━━━ RECORDED INFORMATION ━━━

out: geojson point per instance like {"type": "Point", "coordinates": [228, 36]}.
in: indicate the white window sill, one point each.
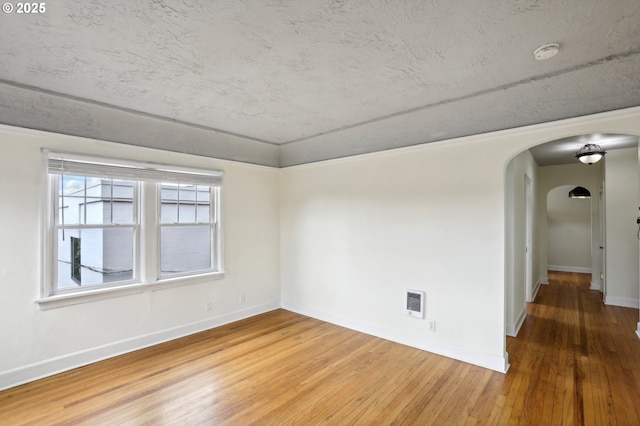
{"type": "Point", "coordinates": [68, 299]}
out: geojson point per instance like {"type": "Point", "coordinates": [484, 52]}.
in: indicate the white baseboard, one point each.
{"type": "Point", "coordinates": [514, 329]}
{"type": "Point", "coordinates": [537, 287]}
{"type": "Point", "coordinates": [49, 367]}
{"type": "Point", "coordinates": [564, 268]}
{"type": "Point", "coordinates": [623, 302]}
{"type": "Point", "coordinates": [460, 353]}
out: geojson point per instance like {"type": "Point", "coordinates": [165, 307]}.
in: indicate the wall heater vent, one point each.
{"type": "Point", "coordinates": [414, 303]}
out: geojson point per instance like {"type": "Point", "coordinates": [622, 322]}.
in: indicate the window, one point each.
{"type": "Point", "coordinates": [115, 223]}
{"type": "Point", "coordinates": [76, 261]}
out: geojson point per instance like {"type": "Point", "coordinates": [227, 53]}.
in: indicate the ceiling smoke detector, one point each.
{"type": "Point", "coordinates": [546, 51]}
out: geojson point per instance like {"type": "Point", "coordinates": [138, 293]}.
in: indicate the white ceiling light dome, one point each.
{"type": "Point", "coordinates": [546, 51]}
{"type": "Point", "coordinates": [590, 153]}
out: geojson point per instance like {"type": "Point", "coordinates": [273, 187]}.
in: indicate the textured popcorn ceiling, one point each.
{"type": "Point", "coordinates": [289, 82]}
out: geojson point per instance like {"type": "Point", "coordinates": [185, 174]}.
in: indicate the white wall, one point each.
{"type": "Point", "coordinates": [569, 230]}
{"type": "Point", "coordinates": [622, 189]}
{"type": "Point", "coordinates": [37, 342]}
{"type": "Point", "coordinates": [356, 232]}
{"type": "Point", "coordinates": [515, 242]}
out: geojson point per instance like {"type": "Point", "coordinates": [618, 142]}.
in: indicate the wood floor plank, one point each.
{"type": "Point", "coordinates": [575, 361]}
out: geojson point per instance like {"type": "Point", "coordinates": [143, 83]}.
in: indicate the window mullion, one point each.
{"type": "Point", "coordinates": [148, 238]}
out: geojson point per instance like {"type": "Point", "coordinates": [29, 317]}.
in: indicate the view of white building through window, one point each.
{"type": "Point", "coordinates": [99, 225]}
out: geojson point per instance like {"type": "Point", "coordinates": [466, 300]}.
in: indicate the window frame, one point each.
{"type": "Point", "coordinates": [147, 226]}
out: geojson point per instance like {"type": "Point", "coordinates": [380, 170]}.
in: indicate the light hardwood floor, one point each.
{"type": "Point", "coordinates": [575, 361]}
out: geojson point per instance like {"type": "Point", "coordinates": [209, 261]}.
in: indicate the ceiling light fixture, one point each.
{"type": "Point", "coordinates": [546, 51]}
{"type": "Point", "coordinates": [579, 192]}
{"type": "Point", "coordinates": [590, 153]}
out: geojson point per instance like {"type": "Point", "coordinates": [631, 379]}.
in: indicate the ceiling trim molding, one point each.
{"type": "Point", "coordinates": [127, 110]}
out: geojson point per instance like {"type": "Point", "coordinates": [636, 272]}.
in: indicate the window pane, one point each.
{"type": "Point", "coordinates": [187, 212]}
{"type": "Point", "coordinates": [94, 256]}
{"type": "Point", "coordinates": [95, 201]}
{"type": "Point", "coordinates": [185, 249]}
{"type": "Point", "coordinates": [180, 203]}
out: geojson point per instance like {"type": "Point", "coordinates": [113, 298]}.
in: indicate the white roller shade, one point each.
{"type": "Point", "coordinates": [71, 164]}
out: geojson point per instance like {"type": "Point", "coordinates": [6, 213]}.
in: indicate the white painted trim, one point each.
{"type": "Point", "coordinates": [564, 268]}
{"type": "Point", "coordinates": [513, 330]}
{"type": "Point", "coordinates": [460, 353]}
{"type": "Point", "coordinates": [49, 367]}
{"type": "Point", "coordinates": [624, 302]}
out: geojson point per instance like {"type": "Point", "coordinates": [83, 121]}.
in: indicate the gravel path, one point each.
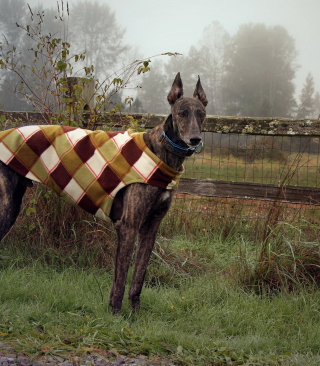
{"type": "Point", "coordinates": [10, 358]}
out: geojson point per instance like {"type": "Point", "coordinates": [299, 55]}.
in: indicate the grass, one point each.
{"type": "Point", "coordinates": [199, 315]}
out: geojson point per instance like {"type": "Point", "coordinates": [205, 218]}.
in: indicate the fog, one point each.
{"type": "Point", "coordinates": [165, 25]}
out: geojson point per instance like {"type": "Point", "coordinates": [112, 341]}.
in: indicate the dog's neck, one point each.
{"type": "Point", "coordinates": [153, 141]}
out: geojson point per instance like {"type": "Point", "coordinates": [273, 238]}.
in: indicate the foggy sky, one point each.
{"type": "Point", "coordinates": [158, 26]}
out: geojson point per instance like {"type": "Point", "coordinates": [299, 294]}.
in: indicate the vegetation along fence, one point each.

━━━

__OBJECTIVE__.
Write the records out once more, exactly as they appear, with no pictures.

__SOLUTION FOR THIS PROBLEM__.
out: geojson point per instance like {"type": "Point", "coordinates": [228, 36]}.
in: indicate the white window sill, one point each.
{"type": "Point", "coordinates": [68, 299]}
out: geojson point per instance like {"type": "Point", "coordinates": [484, 52]}.
in: indicate the white baseboard, one point each.
{"type": "Point", "coordinates": [514, 329]}
{"type": "Point", "coordinates": [537, 287]}
{"type": "Point", "coordinates": [49, 367]}
{"type": "Point", "coordinates": [564, 268]}
{"type": "Point", "coordinates": [623, 302]}
{"type": "Point", "coordinates": [460, 353]}
out: geojson point per instance like {"type": "Point", "coordinates": [165, 307]}.
in: indicate the wall heater vent, one point each.
{"type": "Point", "coordinates": [414, 303]}
out: geojson point per instance like {"type": "Point", "coordinates": [622, 322]}.
in: indicate the window, one point each.
{"type": "Point", "coordinates": [115, 223]}
{"type": "Point", "coordinates": [76, 261]}
out: geojson point per instance like {"type": "Point", "coordinates": [227, 53]}.
in: indicate the ceiling smoke detector, one point each.
{"type": "Point", "coordinates": [546, 51]}
out: geojson point per instance like {"type": "Point", "coordinates": [138, 293]}.
in: indicate the white ceiling light dome, one point each.
{"type": "Point", "coordinates": [546, 51]}
{"type": "Point", "coordinates": [590, 153]}
out: geojson point per instance like {"type": "Point", "coordinates": [273, 187]}.
in: indicate the textured popcorn ceiling, one point each.
{"type": "Point", "coordinates": [289, 82]}
out: geojson point per instance like {"type": "Point", "coordinates": [185, 174]}.
in: indicate the white wall, one point each.
{"type": "Point", "coordinates": [569, 230]}
{"type": "Point", "coordinates": [622, 189]}
{"type": "Point", "coordinates": [37, 342]}
{"type": "Point", "coordinates": [356, 232]}
{"type": "Point", "coordinates": [515, 242]}
out: geojson point per instance like {"type": "Point", "coordinates": [618, 142]}.
in: indicate the wood floor plank, one point each.
{"type": "Point", "coordinates": [575, 361]}
out: geojson point per instance like {"type": "Point", "coordinates": [143, 83]}.
in: indicate the window mullion, one point each.
{"type": "Point", "coordinates": [148, 238]}
out: geojson point per instance like {"type": "Point", "coordinates": [29, 317]}.
in: indicate the view of white building through window, one point each.
{"type": "Point", "coordinates": [99, 225]}
out: geojson point per instance like {"type": "Point", "coordinates": [466, 300]}.
in: indicate the window frame, one point each.
{"type": "Point", "coordinates": [147, 226]}
out: geojson point per instance like {"type": "Point", "coordinates": [380, 170]}.
in: indicate the light hardwood floor, one point each.
{"type": "Point", "coordinates": [575, 361]}
out: geojson point per instance like {"type": "Point", "coordinates": [209, 261]}.
in: indicate the ceiling light fixture, one point each.
{"type": "Point", "coordinates": [546, 51]}
{"type": "Point", "coordinates": [579, 192]}
{"type": "Point", "coordinates": [590, 153]}
out: geojson point per instance like {"type": "Point", "coordinates": [631, 379]}.
in: indicate the ceiling trim molding, one point each.
{"type": "Point", "coordinates": [127, 110]}
out: geojson point per instance like {"type": "Point", "coordinates": [636, 272]}.
in: indicate the window pane, one point each.
{"type": "Point", "coordinates": [187, 212]}
{"type": "Point", "coordinates": [94, 256]}
{"type": "Point", "coordinates": [95, 201]}
{"type": "Point", "coordinates": [185, 249]}
{"type": "Point", "coordinates": [180, 203]}
out: geojson point per instance like {"type": "Point", "coordinates": [113, 298]}.
in: indicate the white roller shade, one point each.
{"type": "Point", "coordinates": [71, 164]}
out: geojson point per instance like {"type": "Point", "coordinates": [6, 213]}.
in: indicate the white painted trim, one point each.
{"type": "Point", "coordinates": [564, 268]}
{"type": "Point", "coordinates": [513, 330]}
{"type": "Point", "coordinates": [460, 353]}
{"type": "Point", "coordinates": [49, 367]}
{"type": "Point", "coordinates": [624, 302]}
out: geojson point per instance like {"type": "Point", "coordinates": [83, 121]}.
in: indicate the gravel path, one point each.
{"type": "Point", "coordinates": [10, 358]}
out: geojson point per instance like {"type": "Point", "coordinates": [299, 55]}.
in: indicate the grass, one point each.
{"type": "Point", "coordinates": [199, 315]}
out: geojson point per instance like {"type": "Point", "coordinates": [205, 218]}.
in: indicate the fog, one point each.
{"type": "Point", "coordinates": [165, 25]}
out: geojson point per instance like {"type": "Point", "coordinates": [112, 341]}.
in: indicate the dog's neck, one point each.
{"type": "Point", "coordinates": [153, 141]}
out: geojson point per instance like {"type": "Point", "coordinates": [273, 238]}.
in: indicate the foggy sky, one point each.
{"type": "Point", "coordinates": [158, 26]}
out: geojson point per instance like {"type": "Point", "coordinates": [299, 294]}.
in: indicate the vegetation along fence, one point each.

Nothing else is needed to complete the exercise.